--- START ---

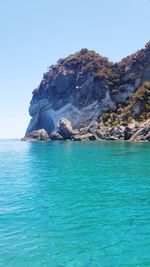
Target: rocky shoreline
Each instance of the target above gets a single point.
(133, 132)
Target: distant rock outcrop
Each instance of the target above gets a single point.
(86, 97)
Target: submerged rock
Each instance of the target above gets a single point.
(65, 129)
(55, 136)
(84, 137)
(38, 135)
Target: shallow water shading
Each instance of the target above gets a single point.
(68, 204)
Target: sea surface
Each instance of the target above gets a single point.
(74, 204)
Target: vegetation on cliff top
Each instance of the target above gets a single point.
(136, 107)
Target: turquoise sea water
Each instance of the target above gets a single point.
(72, 204)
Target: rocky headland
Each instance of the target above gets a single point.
(87, 97)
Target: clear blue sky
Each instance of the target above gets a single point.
(36, 33)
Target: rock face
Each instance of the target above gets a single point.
(143, 133)
(86, 94)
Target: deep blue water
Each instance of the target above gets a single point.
(74, 204)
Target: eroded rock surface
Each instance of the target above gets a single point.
(87, 94)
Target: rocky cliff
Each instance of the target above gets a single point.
(86, 88)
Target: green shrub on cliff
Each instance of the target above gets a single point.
(136, 107)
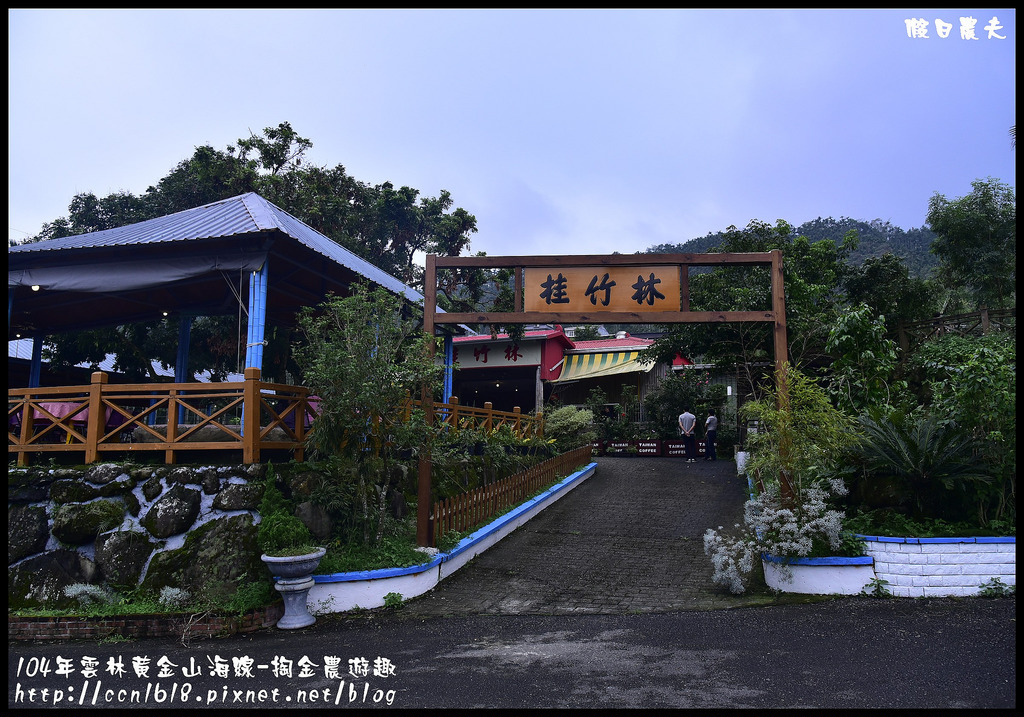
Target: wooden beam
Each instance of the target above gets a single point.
(604, 317)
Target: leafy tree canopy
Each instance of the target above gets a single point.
(976, 242)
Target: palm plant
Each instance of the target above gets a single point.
(924, 458)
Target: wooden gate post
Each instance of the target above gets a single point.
(423, 532)
(781, 368)
(96, 423)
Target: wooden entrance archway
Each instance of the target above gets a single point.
(598, 289)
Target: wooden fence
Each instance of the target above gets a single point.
(250, 417)
(474, 507)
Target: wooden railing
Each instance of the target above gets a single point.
(474, 507)
(976, 323)
(486, 419)
(250, 417)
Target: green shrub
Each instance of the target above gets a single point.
(569, 427)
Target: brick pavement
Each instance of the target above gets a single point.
(629, 540)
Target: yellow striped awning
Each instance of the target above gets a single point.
(595, 365)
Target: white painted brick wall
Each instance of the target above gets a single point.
(942, 567)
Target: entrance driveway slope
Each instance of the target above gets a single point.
(629, 540)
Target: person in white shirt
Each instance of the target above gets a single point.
(711, 434)
(687, 425)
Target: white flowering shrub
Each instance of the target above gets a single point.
(810, 529)
(801, 440)
(88, 595)
(173, 598)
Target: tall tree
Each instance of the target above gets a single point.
(976, 242)
(813, 273)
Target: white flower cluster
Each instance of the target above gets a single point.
(173, 598)
(770, 528)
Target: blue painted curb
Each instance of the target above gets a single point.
(467, 542)
(832, 560)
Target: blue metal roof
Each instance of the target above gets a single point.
(245, 214)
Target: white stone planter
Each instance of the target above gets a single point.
(818, 576)
(295, 578)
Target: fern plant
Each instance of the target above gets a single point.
(930, 462)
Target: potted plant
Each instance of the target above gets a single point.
(292, 561)
(290, 554)
(790, 522)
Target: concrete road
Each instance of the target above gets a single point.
(603, 600)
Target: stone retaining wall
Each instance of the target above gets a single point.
(942, 566)
(131, 526)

--- END ---

→ **Activity**: Please copy each line of the records above in which the word "blue" can be found.

→ **Answer to this exercise**:
Target: clear blue sky
Target: deep blue water
Target: blue painted curb
Target: blue metal roof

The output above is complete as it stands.